▶ Exercise goal: After reading the data, copy it out in full and exactly.

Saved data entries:
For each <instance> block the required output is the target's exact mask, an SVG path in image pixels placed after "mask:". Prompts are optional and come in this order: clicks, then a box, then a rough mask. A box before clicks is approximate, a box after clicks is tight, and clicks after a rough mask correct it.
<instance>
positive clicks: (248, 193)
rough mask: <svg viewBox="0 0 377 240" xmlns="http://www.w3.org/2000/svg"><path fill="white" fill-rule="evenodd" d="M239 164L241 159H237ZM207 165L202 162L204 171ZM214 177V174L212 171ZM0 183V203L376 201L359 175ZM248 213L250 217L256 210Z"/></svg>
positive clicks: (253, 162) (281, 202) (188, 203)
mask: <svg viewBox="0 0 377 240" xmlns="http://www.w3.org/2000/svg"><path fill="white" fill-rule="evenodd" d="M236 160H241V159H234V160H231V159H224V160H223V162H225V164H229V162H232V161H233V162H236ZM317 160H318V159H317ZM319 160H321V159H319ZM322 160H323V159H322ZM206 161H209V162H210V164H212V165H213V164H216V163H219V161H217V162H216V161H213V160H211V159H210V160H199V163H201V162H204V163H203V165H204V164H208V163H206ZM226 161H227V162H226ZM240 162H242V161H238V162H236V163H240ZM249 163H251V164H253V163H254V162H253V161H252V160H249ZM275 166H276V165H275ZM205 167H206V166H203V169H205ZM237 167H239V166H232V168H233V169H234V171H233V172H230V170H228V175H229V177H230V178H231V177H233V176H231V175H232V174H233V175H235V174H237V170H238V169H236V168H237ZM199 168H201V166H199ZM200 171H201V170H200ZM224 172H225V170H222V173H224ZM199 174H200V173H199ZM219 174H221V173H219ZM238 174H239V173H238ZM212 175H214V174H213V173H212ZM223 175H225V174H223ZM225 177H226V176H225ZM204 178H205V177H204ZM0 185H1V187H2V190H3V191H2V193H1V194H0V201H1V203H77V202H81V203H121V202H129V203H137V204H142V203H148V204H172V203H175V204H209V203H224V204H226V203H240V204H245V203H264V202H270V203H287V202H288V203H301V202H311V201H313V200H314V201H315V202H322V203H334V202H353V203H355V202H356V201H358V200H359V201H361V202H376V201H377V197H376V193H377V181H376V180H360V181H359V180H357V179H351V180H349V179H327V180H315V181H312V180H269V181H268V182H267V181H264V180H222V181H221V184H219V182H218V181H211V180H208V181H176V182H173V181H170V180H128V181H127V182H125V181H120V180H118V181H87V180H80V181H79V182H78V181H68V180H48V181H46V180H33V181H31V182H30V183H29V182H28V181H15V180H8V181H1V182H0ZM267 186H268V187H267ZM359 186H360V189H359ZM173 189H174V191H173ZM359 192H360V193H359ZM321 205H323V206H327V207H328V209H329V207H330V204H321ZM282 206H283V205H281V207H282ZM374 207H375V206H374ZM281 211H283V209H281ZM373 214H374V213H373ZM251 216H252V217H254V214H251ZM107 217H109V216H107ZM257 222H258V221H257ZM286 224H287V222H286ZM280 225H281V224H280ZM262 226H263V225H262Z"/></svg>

▶ Solution to the exercise:
For each <instance> block the required output is the target's exact mask, an SVG path in image pixels placed after "mask:". Prompts are optional and come in this order: clicks, then a box, then a rough mask. A box before clicks is approximate, a box after clicks is tight, and clicks after a rough mask correct it.
<instance>
positive clicks: (248, 193)
rough mask: <svg viewBox="0 0 377 240" xmlns="http://www.w3.org/2000/svg"><path fill="white" fill-rule="evenodd" d="M239 164L241 159H237ZM207 165L202 162L204 171ZM214 177V174L212 171ZM0 183V203L376 201L359 175ZM248 213L250 217L256 210Z"/></svg>
positive clicks: (253, 162) (281, 202) (188, 203)
mask: <svg viewBox="0 0 377 240" xmlns="http://www.w3.org/2000/svg"><path fill="white" fill-rule="evenodd" d="M236 160H241V159H234V160H231V159H224V160H223V162H225V164H229V162H232V161H233V162H236ZM317 160H318V159H317ZM319 160H321V159H319ZM322 160H323V159H322ZM206 161H209V162H210V164H212V165H213V164H216V163H219V161H217V162H216V161H213V160H211V159H210V160H199V163H201V162H204V163H203V165H204V164H208V163H206ZM226 161H227V162H226ZM240 162H242V161H238V162H236V163H240ZM249 163H251V164H253V163H254V162H253V161H252V160H249ZM275 166H276V165H275ZM205 167H206V166H203V169H205ZM237 167H239V166H232V168H233V169H234V171H233V172H230V170H228V175H229V177H230V178H231V177H233V176H231V175H232V174H233V175H235V174H237V170H238V169H236V168H237ZM199 168H201V166H199ZM200 171H201V170H200ZM224 172H225V170H222V173H224ZM199 174H200V173H199ZM219 174H221V173H219ZM238 174H239V173H238ZM212 175H214V174H213V173H212ZM223 175H225V174H223ZM225 177H226V176H225ZM204 178H205V177H204ZM0 185H1V187H2V190H3V191H2V193H1V194H0V201H1V203H77V202H81V203H121V202H129V203H137V204H142V203H148V204H172V203H175V204H209V203H224V204H226V203H240V204H245V203H264V202H270V203H287V202H288V203H301V202H311V201H313V200H314V201H315V202H322V203H334V202H353V203H355V202H356V201H358V200H359V201H361V202H376V201H377V197H376V193H377V181H376V180H360V181H359V180H357V179H351V180H349V179H327V180H315V181H312V180H269V181H268V182H267V181H264V180H222V181H221V184H219V182H218V181H211V180H208V181H176V182H173V181H170V180H128V181H127V182H125V181H120V180H118V181H87V180H80V181H79V182H78V181H68V180H48V181H46V180H33V181H31V182H30V183H29V182H28V181H15V180H8V181H1V182H0ZM267 186H268V187H267ZM359 186H360V189H359ZM173 189H174V191H173ZM359 192H360V193H359ZM321 205H323V206H327V207H328V209H329V207H330V204H321ZM282 206H283V205H281V207H282ZM374 207H375V206H374ZM281 211H283V209H281ZM373 214H374V213H373ZM251 216H252V217H254V214H251ZM107 217H109V216H107ZM257 222H258V221H257ZM286 224H287V222H286ZM280 225H281V224H280ZM262 226H263V225H262Z"/></svg>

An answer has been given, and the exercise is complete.